◆ EXERCISE DIRECTIONS ◆
Count the lines in the records below that contain the string "floral", treating uppercase and lowercase as different. Reply with only the number.

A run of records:

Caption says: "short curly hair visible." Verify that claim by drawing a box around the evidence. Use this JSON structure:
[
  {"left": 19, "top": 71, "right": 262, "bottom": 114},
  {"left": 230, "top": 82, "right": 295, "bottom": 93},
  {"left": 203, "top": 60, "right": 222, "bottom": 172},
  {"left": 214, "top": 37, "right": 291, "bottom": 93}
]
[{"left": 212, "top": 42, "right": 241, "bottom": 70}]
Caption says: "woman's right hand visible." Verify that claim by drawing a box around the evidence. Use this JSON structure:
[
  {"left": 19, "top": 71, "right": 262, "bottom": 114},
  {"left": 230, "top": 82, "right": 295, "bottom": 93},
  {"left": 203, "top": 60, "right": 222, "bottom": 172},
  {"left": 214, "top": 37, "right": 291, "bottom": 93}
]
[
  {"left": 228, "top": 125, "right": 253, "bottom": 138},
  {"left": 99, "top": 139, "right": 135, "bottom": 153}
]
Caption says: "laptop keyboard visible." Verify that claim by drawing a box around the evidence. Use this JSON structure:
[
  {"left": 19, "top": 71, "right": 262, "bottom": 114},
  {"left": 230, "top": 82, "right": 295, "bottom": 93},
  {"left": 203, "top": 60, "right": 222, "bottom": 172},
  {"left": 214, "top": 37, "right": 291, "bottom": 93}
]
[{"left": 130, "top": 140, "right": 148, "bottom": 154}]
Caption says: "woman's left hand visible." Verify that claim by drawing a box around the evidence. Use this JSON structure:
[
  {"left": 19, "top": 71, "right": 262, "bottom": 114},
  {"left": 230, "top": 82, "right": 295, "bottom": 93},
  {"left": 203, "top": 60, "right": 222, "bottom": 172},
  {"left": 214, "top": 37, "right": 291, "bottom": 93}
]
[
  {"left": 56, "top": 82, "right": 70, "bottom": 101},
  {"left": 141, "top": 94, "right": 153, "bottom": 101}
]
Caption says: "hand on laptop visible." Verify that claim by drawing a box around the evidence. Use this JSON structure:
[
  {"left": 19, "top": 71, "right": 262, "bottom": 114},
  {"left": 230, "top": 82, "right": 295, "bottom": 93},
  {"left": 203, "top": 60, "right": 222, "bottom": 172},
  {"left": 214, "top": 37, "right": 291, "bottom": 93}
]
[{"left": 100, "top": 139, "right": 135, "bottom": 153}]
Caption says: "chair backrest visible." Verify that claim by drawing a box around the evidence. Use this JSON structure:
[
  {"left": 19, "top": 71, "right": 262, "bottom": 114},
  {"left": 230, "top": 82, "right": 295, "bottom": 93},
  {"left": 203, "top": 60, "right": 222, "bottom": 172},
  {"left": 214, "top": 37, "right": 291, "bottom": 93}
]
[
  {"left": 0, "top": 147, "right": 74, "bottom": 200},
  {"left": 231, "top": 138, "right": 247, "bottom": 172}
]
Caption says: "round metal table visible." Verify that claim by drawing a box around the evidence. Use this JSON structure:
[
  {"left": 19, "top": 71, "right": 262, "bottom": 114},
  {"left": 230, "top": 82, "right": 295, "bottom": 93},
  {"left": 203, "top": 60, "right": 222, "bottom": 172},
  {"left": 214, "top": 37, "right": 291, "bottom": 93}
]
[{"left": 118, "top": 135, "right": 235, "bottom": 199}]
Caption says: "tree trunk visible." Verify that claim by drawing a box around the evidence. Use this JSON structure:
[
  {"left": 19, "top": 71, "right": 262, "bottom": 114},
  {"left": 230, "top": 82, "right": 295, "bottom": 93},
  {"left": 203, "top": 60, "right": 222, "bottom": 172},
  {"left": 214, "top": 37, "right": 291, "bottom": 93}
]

...

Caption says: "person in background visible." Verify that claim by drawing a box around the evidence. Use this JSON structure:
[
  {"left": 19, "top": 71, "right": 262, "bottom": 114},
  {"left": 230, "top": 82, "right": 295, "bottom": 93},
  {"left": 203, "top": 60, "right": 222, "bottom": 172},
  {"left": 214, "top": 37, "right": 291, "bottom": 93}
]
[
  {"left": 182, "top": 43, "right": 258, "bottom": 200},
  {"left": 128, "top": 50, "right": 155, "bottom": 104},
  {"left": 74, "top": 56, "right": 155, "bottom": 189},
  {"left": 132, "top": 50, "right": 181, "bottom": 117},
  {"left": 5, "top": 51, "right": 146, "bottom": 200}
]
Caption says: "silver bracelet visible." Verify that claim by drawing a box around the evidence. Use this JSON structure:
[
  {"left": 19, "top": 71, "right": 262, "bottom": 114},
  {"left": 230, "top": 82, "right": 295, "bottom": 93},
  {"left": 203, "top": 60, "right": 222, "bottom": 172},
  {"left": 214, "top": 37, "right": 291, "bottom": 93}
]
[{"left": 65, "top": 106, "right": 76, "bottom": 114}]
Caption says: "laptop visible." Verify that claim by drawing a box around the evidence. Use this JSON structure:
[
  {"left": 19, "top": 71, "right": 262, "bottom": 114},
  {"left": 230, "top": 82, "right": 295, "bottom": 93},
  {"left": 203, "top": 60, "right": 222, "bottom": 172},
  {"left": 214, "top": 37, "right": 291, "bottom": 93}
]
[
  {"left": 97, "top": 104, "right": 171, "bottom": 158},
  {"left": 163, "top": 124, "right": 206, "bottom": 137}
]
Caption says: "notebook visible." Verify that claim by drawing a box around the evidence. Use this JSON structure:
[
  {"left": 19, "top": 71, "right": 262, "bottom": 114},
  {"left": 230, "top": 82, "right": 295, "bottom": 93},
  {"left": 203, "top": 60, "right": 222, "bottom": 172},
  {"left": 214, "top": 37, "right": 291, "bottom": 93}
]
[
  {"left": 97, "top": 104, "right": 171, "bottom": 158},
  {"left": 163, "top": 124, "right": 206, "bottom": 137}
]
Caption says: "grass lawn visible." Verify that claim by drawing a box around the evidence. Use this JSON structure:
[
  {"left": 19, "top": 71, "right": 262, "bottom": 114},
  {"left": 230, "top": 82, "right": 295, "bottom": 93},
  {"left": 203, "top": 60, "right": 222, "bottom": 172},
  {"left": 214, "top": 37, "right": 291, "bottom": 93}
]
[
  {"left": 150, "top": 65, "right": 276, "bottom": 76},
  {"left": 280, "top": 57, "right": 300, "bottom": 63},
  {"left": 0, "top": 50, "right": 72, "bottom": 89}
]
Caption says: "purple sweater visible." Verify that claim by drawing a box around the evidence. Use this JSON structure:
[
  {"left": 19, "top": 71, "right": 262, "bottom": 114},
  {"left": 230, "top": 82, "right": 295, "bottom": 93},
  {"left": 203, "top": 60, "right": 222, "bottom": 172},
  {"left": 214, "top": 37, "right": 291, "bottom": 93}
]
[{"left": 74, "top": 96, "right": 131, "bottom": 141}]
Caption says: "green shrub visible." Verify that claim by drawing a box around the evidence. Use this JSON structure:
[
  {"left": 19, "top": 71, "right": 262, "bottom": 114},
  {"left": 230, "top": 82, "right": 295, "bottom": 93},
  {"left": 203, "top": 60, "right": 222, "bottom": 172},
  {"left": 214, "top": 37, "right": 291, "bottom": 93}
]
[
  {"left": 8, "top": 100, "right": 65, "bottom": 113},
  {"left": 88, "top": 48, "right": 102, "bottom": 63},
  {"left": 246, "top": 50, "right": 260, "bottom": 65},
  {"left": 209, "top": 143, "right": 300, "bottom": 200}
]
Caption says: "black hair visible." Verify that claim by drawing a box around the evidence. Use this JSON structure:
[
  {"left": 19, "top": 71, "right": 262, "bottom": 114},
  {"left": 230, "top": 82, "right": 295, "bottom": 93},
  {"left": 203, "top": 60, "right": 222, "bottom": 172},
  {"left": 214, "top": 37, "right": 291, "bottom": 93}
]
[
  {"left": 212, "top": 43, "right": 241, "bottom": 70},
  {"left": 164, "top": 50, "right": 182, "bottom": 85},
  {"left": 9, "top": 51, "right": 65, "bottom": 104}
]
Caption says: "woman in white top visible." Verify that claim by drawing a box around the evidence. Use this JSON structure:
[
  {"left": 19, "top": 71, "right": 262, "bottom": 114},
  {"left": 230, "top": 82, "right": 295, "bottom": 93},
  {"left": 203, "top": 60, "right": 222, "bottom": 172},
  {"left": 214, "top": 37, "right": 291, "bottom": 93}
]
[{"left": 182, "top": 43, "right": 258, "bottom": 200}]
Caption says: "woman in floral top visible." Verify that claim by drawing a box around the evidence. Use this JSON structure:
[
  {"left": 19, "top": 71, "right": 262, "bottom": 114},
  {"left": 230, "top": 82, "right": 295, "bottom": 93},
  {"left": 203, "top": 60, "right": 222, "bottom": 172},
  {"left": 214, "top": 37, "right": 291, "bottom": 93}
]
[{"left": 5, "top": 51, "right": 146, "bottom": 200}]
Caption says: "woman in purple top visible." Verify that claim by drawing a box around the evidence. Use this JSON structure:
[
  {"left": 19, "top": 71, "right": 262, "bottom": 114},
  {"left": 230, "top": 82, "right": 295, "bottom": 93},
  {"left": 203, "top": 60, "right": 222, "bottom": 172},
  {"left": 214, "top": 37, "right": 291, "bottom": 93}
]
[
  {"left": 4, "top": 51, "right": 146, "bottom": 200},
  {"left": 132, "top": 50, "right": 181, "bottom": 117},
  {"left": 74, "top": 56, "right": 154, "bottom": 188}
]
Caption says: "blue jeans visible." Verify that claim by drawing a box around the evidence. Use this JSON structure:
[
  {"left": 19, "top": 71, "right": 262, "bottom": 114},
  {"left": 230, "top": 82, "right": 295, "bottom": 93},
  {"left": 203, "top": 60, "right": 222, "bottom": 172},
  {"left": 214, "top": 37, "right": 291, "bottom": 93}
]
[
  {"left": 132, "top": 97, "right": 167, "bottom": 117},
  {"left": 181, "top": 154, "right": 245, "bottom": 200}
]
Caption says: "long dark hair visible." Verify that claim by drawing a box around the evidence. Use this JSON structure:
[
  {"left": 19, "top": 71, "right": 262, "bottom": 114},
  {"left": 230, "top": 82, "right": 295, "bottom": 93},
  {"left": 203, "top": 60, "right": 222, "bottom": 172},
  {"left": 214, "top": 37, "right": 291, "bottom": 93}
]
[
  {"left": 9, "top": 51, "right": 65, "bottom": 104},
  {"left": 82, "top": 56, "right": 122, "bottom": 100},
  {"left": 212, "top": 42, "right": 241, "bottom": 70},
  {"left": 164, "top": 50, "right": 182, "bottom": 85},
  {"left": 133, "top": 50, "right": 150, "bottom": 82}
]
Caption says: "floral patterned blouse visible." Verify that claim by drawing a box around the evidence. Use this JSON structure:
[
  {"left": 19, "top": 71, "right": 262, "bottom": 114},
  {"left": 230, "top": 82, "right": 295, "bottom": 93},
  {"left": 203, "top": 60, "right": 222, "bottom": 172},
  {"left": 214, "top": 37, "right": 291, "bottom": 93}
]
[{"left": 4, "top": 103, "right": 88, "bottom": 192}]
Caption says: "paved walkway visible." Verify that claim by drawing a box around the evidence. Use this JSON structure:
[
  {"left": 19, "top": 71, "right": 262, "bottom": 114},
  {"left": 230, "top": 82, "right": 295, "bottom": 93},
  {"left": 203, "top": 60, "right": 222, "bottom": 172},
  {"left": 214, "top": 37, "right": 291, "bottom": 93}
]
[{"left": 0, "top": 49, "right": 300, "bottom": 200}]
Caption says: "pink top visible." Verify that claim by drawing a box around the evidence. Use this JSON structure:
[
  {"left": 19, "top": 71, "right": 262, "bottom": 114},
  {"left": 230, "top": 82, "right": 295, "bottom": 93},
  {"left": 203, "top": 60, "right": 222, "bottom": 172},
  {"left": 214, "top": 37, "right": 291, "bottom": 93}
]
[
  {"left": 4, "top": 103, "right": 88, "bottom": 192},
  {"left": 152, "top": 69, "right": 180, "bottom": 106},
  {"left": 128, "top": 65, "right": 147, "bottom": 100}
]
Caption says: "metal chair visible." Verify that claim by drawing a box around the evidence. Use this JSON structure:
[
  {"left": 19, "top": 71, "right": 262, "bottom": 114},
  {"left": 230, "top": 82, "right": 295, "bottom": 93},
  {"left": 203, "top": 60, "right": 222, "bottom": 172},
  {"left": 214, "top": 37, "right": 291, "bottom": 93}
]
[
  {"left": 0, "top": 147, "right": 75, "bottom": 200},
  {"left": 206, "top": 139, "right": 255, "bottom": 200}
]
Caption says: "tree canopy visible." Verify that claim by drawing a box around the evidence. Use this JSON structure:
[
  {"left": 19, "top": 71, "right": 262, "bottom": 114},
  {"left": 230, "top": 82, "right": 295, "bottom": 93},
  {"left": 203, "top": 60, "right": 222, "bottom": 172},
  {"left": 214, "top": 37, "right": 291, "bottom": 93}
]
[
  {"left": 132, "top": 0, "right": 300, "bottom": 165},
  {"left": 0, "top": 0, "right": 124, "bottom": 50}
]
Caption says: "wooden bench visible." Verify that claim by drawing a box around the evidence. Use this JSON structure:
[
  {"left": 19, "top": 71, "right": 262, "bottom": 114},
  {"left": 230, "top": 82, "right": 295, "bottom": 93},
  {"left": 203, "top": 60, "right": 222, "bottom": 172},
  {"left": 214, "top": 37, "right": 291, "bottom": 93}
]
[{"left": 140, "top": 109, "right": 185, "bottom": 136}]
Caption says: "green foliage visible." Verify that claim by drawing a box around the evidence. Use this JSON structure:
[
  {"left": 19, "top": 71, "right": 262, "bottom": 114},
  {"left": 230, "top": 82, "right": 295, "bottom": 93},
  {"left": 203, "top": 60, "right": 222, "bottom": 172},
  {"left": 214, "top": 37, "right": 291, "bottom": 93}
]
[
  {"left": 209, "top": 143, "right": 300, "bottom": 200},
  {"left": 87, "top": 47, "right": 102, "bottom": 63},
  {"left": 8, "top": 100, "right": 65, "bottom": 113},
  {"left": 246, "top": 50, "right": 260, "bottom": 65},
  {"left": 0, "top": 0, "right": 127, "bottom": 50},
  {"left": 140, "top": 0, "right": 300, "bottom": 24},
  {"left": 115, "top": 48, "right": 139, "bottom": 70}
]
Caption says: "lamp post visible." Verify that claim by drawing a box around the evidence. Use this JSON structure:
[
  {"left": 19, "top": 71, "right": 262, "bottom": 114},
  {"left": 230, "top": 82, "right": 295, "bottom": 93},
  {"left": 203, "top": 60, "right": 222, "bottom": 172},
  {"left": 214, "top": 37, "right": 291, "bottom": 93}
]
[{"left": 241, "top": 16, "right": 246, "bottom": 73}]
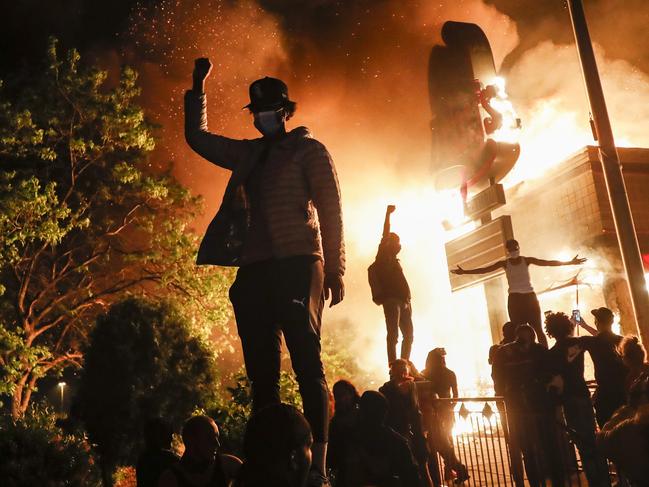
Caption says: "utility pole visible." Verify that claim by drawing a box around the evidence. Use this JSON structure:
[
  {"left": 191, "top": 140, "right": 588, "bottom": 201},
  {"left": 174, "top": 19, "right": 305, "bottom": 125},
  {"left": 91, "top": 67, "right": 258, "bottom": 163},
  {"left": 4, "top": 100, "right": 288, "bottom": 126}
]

---

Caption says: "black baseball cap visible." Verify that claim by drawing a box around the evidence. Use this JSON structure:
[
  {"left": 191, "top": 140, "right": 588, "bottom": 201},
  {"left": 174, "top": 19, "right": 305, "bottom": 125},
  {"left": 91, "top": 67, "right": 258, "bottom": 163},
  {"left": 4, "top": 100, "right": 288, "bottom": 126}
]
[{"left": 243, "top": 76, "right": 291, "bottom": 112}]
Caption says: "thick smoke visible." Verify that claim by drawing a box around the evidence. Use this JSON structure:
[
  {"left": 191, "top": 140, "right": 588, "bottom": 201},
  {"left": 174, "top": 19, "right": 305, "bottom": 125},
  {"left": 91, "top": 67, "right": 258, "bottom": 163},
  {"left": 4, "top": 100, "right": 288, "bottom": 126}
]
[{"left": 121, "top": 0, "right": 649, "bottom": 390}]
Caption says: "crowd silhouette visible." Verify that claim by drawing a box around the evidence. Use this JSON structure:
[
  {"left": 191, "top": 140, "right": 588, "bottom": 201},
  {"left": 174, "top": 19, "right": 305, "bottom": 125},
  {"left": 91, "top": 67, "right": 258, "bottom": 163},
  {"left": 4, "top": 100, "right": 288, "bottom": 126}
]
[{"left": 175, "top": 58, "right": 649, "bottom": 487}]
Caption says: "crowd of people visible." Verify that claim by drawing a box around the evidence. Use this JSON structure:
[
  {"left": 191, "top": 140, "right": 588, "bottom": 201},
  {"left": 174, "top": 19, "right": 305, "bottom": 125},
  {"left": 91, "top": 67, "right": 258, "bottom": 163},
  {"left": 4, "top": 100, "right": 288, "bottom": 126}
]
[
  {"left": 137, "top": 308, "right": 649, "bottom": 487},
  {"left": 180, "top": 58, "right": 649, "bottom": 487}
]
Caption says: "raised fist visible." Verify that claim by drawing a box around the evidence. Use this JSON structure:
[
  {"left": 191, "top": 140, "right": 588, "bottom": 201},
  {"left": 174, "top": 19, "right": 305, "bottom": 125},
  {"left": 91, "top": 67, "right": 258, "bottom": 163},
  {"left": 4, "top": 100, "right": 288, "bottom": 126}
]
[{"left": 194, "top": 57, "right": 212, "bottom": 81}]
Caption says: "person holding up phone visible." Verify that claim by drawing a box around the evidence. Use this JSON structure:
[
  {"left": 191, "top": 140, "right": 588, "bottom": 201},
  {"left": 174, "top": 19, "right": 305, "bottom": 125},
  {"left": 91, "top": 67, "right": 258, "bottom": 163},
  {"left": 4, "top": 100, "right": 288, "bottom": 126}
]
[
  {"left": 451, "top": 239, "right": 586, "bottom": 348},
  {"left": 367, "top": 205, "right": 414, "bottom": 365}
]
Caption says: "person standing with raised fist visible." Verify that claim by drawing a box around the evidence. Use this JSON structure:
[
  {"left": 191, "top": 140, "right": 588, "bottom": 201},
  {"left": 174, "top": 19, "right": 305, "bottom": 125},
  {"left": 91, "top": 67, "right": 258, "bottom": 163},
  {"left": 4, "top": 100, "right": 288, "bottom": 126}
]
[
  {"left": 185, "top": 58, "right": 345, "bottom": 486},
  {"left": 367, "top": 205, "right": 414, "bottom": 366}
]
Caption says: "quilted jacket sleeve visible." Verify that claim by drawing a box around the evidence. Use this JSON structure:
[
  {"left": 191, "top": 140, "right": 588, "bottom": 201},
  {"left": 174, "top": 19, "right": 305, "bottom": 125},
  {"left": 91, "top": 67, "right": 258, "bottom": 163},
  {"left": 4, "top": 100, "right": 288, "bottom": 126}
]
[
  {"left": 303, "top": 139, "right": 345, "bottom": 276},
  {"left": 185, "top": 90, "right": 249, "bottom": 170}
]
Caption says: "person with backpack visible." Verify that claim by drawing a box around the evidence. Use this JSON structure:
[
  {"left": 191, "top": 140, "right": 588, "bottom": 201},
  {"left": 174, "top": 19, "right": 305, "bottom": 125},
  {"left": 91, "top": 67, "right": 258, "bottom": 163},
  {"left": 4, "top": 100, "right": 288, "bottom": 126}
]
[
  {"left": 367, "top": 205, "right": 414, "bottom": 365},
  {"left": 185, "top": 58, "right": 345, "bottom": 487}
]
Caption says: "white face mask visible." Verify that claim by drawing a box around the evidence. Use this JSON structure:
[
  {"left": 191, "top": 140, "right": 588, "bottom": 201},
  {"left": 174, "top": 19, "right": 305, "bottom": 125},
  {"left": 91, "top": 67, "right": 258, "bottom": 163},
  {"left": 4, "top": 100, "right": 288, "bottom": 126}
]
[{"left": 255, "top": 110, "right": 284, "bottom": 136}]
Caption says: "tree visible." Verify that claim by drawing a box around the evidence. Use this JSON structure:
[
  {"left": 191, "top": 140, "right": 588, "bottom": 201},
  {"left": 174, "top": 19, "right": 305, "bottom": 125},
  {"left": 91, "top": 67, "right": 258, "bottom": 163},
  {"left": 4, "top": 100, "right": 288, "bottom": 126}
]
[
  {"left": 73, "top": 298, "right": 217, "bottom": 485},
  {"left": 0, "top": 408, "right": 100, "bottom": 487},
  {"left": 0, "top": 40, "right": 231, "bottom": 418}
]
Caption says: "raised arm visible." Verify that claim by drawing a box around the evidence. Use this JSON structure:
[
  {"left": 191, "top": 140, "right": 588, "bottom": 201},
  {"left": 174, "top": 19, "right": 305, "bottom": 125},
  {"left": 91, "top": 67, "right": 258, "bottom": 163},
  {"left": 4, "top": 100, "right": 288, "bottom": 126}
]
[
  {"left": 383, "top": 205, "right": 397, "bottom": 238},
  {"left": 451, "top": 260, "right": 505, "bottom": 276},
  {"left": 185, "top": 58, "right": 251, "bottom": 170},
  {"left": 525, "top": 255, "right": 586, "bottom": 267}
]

◆ TASK SOLUTION ◆
2